## [EXERCISES]
- 1) Repeat the context manager post from "Also available as" up to and including "any cases to.", swapping "faking" for "imitating".
- 2) Extend the context manager post, picking up right after its last line.

--- Start of SOURCE TEXT ---

A context manager-based case statement

I wanted to have a post with some code in, for testing purposes, so here is a little something I put together based on this Programmers.SE question. Switch (ab?)uses Python's context manager with statement syntax to implement a rough approximation of the switch available in some other languages.

Also available as a Gist.

:::python
class Switch(object):
    """A class for faking switch syntax with a context manager.

    Args:
      value (object): The stored value to compare any cases to.

    Example:

        >>> with Switch(1) as case:
        ...     if case(1):
        ...         print('unity')
        ...
        unity
        >>> with Switch(3) as case:
        ...     if case(1):
        ...         print('unity')
        ...     elif case(2, 3, 4):
        ...         print('small')
        ...
        small
        >>> with Switch(5) as case:
        ...     if case(1):
        ...         print('unity')

--- End of SOURCE TEXT ---
--- Start of SUPPLIED MATERIAL ---

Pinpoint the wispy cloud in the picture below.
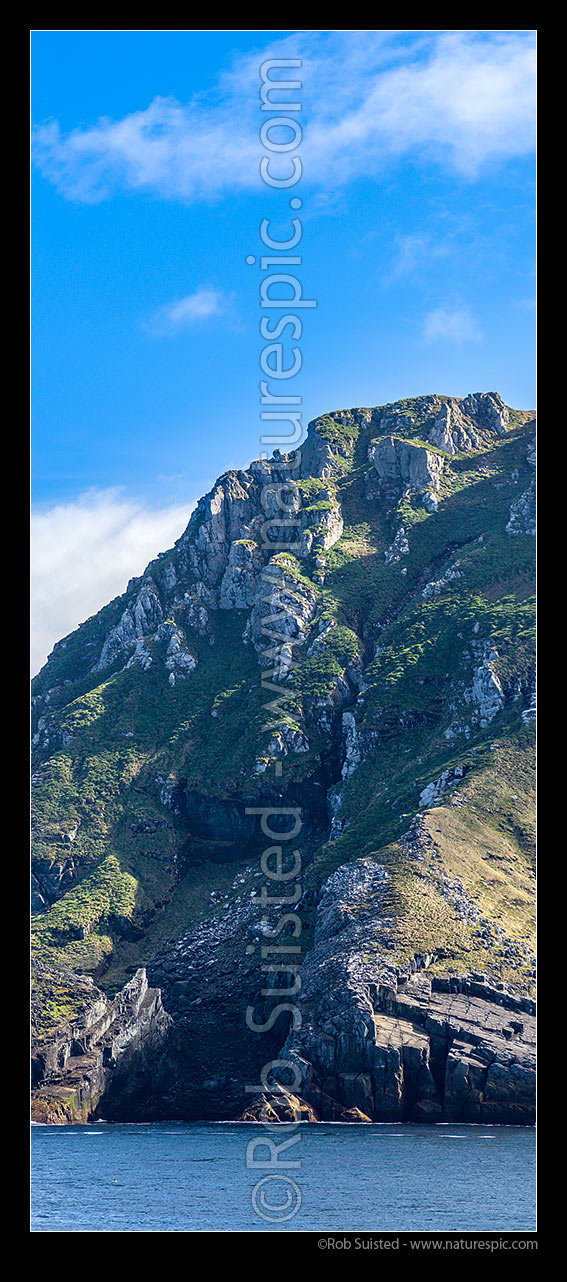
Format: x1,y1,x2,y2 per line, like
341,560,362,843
31,490,194,672
144,286,232,336
35,31,535,203
422,306,482,344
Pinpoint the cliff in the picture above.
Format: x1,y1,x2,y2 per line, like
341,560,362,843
32,392,535,1122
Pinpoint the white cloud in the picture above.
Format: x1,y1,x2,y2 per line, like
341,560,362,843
35,31,535,203
422,306,482,344
31,490,189,672
144,285,232,335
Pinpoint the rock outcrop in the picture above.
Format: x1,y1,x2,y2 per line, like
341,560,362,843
32,967,171,1123
282,860,535,1124
368,436,444,492
32,392,535,1122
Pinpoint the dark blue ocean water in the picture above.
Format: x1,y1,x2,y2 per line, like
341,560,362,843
32,1122,535,1233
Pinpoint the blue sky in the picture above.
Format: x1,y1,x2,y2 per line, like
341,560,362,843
32,31,535,662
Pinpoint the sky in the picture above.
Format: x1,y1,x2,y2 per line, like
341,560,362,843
31,31,535,670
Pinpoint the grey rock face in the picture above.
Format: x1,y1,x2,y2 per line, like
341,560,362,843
461,392,509,436
419,765,467,808
218,538,263,610
464,655,505,727
505,481,536,535
384,526,409,565
32,968,171,1122
368,436,444,491
428,400,482,454
281,859,535,1124
246,560,317,674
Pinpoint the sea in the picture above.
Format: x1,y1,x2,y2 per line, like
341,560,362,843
32,1122,535,1233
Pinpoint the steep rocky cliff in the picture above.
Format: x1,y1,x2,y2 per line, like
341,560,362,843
32,392,535,1122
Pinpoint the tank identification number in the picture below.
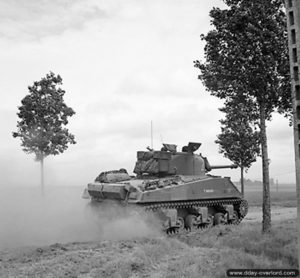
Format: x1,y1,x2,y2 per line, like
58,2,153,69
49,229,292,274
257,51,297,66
203,189,214,193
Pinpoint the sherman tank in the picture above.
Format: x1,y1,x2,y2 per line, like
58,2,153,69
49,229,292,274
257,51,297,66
83,142,248,233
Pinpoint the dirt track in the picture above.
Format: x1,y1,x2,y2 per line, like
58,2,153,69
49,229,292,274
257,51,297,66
243,206,297,223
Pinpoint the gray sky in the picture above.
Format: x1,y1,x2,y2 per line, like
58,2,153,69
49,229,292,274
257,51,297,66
0,0,295,186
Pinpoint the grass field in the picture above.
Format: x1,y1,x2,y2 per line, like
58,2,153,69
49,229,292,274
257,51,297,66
245,191,297,207
0,220,298,278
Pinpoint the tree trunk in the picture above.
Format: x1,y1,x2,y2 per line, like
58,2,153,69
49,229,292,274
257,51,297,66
259,101,271,233
40,155,45,195
241,166,245,197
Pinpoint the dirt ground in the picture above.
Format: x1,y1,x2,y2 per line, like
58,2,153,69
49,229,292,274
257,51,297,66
0,204,296,278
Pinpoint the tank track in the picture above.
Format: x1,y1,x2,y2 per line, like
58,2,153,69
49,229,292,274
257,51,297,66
140,199,248,234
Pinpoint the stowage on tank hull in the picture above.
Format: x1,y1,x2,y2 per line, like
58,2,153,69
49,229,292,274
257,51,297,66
85,143,248,233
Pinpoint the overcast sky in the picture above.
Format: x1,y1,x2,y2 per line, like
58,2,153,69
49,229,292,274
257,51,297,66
0,0,295,187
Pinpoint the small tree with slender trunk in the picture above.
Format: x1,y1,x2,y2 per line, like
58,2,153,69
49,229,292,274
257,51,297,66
12,72,76,192
215,101,260,196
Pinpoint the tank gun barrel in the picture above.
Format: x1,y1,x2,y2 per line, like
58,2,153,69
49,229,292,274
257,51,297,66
210,164,238,170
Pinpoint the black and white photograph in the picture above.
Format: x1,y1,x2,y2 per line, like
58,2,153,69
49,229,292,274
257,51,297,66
0,0,300,278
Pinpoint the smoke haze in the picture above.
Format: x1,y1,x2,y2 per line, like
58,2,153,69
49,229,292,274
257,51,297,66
0,187,160,249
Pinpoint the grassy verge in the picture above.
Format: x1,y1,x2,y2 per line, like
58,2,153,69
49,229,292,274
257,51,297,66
0,220,298,278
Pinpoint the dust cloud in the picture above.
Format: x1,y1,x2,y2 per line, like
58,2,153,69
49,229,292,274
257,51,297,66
0,187,160,249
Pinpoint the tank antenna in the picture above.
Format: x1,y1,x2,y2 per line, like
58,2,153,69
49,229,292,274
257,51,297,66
151,120,153,150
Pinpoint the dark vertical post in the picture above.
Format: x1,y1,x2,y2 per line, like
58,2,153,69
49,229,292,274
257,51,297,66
285,0,300,266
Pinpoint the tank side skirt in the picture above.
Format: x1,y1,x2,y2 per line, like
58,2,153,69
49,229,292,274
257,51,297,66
139,199,248,221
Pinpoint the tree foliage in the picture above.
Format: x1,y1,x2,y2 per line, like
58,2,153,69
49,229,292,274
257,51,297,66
216,100,260,170
13,72,76,160
194,0,292,232
194,0,291,119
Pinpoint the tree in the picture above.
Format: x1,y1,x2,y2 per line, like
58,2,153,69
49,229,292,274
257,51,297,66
194,0,291,232
215,101,260,196
13,72,76,192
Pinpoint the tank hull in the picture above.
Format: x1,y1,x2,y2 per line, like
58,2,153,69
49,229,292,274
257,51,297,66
87,175,248,233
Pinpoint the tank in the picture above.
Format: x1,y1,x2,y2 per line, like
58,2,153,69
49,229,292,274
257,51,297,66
83,142,248,233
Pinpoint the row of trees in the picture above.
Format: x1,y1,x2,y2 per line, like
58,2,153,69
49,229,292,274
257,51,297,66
194,0,291,232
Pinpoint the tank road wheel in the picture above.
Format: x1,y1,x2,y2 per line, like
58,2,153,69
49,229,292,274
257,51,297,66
200,215,214,229
175,217,184,233
238,200,248,218
228,210,240,225
185,214,197,231
214,212,227,225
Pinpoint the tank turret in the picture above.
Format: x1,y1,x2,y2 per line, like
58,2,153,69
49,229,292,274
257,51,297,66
134,142,237,177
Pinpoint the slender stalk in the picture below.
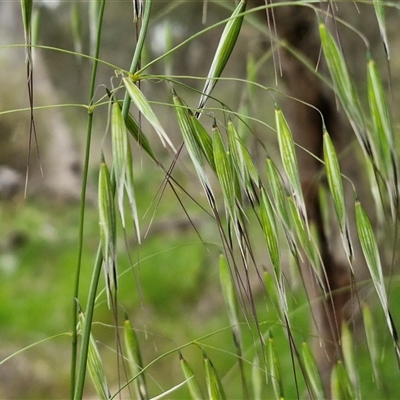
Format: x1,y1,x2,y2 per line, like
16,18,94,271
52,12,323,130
71,0,106,399
122,0,152,120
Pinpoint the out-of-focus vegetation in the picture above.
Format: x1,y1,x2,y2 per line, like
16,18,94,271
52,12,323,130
0,0,400,399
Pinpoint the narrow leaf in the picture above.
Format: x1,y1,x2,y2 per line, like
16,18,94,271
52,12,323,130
179,353,204,400
373,0,390,60
99,162,118,307
198,0,247,110
267,333,284,399
341,323,360,398
355,198,400,361
302,342,326,399
212,124,237,221
122,77,176,153
219,254,242,348
319,23,371,155
173,93,212,194
275,107,307,221
323,131,354,264
79,310,111,400
331,361,356,400
362,304,382,387
260,189,281,277
124,317,149,400
203,353,226,400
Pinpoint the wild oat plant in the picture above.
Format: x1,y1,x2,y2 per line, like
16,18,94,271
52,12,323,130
1,0,400,399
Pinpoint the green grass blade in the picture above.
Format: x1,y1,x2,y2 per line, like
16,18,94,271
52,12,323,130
355,198,400,361
260,189,281,279
70,1,83,59
179,353,204,400
21,0,33,44
122,77,176,153
124,317,149,400
367,59,398,217
189,112,215,171
198,0,247,110
355,199,388,312
173,93,212,193
302,342,326,400
111,102,140,243
373,0,390,60
323,131,354,264
341,323,361,398
212,124,237,221
267,332,285,400
219,254,242,346
319,23,371,155
275,106,307,221
125,107,158,162
251,356,264,399
79,310,111,400
98,162,118,306
111,103,129,228
203,352,226,400
331,361,356,400
227,120,260,202
362,304,382,388
264,272,288,325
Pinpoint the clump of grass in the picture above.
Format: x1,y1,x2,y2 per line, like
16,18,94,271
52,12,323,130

--- End of SUPPLIED MATERIAL ---

## [RESPONSES FOR EACH TASK]
- 1)
Also available as a Gist.

:::python
class Switch(object):
    """A class for imitating switch syntax with a context manager.

    Args:
      value (object): The stored value to compare any cases to.

- 2)
        ...     elif case(2, 3, 4):
        ...         print('small')
        ...     else:
        ...         print('more than four')
        ...
        more than four

    """

    def __init__(self, value):
        """Create a new Switch instance."""
        self.value = value

    def __call__(self, *cases):
        """Do any of the supplied cases match the stored value?"""
        return any(case == self.value for case in cases)

    def __enter__(self):
        """Enter the context manager."""
        return self

    def __exit__(self, typ, value, traceback):
        """Don't do anything when leaving the context manager."""
        pass

Comments !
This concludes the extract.